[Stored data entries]
[Start of Attachment]

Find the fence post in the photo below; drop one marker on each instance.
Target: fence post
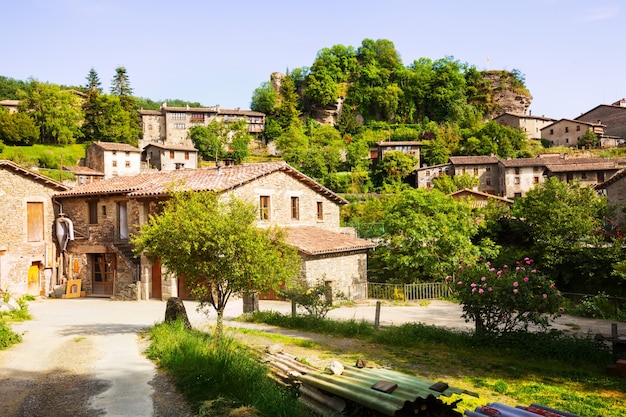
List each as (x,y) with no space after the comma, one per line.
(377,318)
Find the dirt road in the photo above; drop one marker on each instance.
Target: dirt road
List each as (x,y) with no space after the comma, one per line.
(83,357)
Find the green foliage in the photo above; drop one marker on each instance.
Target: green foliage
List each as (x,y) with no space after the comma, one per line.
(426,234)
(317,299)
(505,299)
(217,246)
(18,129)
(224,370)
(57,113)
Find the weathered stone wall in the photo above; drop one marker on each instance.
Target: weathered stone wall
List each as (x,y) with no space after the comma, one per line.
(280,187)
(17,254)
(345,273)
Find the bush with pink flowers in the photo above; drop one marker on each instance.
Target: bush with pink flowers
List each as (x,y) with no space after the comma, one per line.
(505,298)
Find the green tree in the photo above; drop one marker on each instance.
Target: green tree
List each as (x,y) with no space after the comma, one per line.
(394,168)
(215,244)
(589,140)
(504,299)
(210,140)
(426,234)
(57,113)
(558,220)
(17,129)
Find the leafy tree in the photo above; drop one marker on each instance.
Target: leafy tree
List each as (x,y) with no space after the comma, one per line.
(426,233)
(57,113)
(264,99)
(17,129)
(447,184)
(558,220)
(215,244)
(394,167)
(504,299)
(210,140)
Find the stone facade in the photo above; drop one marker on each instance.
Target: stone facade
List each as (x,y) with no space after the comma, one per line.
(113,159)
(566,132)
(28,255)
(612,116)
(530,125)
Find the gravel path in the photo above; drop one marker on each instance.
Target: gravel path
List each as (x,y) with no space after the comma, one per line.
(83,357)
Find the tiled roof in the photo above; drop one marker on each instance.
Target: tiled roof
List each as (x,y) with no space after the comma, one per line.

[End of Attachment]

(Work to complete): Return verbatim each line from the one that mentions "Find the gravel" to the end of the entries, inclusive.

(Written reply):
Find the gravel path in the photo above; drop one marker on each instance.
Target: gravel path
List each as (x,y) with no space after the comma, one per line.
(83,357)
Find the tiled roof in the photo above; drop one marker on each instance.
Target: tiled roof
List each as (x,y) with no space after the comma, one per line.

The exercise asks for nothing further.